** Start of Data for this task **

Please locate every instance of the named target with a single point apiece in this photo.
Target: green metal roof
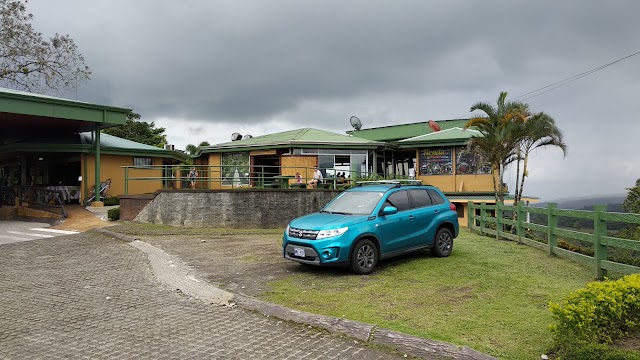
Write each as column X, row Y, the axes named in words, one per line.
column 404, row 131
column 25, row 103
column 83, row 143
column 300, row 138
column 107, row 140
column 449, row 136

** End of Data for this task **
** Start of Data for this task **

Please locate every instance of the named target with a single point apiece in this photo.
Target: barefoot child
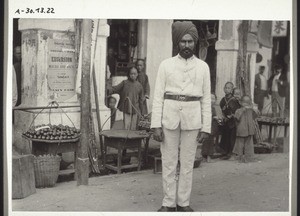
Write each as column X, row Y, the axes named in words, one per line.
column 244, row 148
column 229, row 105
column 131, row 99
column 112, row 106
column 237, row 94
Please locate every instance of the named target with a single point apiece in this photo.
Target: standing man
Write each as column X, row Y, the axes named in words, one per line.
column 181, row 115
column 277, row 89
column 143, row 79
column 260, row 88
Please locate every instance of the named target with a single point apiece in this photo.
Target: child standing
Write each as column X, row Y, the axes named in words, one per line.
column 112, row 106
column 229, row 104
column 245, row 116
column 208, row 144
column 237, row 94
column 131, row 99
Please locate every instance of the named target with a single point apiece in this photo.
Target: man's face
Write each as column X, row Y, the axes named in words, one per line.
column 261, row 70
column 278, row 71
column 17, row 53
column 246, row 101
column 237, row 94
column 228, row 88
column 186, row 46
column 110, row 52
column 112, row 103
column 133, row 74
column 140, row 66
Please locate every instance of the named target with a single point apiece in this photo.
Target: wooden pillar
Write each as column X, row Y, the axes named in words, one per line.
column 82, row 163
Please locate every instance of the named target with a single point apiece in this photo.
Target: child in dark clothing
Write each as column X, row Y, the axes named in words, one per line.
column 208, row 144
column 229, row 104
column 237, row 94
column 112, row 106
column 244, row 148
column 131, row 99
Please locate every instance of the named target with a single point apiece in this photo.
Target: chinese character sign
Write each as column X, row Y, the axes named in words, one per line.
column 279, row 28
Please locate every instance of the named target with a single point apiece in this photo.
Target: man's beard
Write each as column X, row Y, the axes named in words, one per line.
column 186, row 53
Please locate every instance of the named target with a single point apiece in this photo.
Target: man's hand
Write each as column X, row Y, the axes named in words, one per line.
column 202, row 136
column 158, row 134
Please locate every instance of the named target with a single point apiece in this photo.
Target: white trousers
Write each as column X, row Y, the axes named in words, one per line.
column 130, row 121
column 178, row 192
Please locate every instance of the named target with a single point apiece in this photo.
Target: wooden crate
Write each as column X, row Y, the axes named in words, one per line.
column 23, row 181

** End of Data for this task **
** Start of Data for this task **

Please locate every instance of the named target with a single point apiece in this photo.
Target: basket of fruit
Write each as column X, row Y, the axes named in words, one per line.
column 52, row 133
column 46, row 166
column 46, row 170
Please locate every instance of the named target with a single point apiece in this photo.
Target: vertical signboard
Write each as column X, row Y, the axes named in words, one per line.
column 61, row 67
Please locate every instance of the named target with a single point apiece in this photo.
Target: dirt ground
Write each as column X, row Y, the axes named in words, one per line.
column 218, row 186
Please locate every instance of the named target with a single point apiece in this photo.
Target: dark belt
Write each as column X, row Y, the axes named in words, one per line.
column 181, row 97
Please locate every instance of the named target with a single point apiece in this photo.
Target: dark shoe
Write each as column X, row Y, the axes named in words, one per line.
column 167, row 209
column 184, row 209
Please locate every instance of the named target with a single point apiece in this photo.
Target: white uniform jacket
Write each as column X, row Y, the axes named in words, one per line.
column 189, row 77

** End of Data for this task **

Work to do:
Return every line of the data above that contains the word "dark". Treat uppercase and lowercase letters as different.

Response to this exercise:
Target: child in dark clothing
Target: dark belt
Target: dark shoe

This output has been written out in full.